TO DO:
Verbatim output of all the material below is required.
START DATA FOR THIS TASK
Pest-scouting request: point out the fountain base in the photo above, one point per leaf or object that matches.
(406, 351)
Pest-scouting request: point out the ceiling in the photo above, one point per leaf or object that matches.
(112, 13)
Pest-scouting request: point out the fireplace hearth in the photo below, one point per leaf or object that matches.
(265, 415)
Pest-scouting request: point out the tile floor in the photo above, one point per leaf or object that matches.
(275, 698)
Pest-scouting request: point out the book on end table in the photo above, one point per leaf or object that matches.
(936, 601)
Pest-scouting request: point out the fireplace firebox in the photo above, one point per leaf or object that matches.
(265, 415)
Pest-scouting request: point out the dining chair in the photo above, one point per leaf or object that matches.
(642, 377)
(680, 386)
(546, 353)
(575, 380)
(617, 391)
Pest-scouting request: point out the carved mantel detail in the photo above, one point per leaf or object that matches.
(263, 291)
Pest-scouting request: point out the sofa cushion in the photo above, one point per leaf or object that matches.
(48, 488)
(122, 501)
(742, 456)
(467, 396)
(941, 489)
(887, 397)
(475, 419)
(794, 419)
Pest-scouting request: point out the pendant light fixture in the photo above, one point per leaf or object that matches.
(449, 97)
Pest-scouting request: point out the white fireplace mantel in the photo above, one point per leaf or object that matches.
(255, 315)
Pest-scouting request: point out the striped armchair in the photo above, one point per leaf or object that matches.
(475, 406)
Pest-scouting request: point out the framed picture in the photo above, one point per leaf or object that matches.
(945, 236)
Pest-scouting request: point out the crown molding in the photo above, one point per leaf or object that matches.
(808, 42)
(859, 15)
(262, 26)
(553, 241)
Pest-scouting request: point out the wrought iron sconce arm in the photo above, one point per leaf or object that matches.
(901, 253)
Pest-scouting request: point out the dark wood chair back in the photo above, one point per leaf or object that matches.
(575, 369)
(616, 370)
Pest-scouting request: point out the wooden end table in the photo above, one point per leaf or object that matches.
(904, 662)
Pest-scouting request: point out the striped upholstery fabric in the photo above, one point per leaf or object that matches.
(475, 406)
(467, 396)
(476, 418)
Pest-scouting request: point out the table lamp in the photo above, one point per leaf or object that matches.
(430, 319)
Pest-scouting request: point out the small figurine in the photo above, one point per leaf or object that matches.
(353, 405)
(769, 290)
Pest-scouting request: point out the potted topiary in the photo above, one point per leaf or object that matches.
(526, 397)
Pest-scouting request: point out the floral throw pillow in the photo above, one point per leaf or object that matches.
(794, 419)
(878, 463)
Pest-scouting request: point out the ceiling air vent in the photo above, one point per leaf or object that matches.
END DATA FOR THIS TASK
EXERCISE ANSWER:
Pest-scouting request: point out the fountain base in the photo above, one point per leaf or object that matches.
(406, 351)
Pest-scouting request: point out the ceiling in the photo above, one point per leaf or object that matches.
(112, 13)
Pest-scouting request: point out the fireplace hearth in the photo below, one point per leaf or object that matches.
(265, 415)
Pest-scouting request: point out the tile floor in the photo above, one point per leaf or object that matches.
(275, 698)
Pest-scouting request: point out the book on end table in the photo above, one point per leaf or object that matches.
(936, 601)
Pest-scouting request: point out the fireplace firebox in the photo above, one point per leaf or object that matches.
(265, 415)
Pest-scouting request: point out the dining chair in the photo above, one point per leaf or object that matches.
(642, 377)
(680, 386)
(546, 353)
(575, 380)
(617, 391)
Pest-scouting request: point out the carved mantel detail in the photo above, one point per leaf or object that matches.
(263, 291)
Pest-scouting request: point out the sofa cushion in the photo above, one point per leaf or object that matches.
(48, 488)
(122, 501)
(742, 456)
(467, 396)
(941, 489)
(887, 397)
(475, 419)
(794, 419)
Pest-scouting request: point out the pendant light fixture in the photo above, one point per leaf or object that matches.
(449, 97)
Pest-scouting request: point out the white fireplace mantel in the photo above, one point per leaf or object that matches.
(255, 315)
Pest-scouting request: point out the striped armchair in the photo above, one point per leaf or object that matches.
(475, 406)
Pest-scouting request: point out the framed picture in the photo above, one point per leaf or object that matches.
(945, 236)
Pest-scouting request: point out the crown molding in the photo above, one point per leaf or object that matches.
(808, 42)
(859, 15)
(262, 26)
(553, 241)
Pest-scouting request: point out the wrought iron sconce arm in the photo above, one point per leaf or object that matches.
(901, 253)
Pest-scouting request: point out the dark wood chair back in the photo above, one point per leaf or object that matches.
(575, 369)
(616, 370)
Pest-scouting request: point out the wooden end table in the photo above, one point per leaf or object that matches.
(904, 662)
Pest-scouting request: point out the striped upholstery fabric in the photo above, one point per leaf or object that matches.
(475, 406)
(467, 396)
(476, 418)
Pest-scouting request: point out the table lamp in the photo above, one point per leaf or object that matches.
(430, 319)
Pest-scouting request: point out the small figurine in the photo above, one point per leaf or object that matches.
(353, 405)
(769, 290)
Pest-scouting request: point out the potted topiary in the photo above, one point per leaf or object that matches.
(526, 397)
Pest-scouting request: point out the floral throw pillow in the photo above, one point per leaf or object that matches.
(794, 419)
(878, 463)
Pest-scouting request: point out the ceiling air vent in the photo above, one point per leaf or object that matches.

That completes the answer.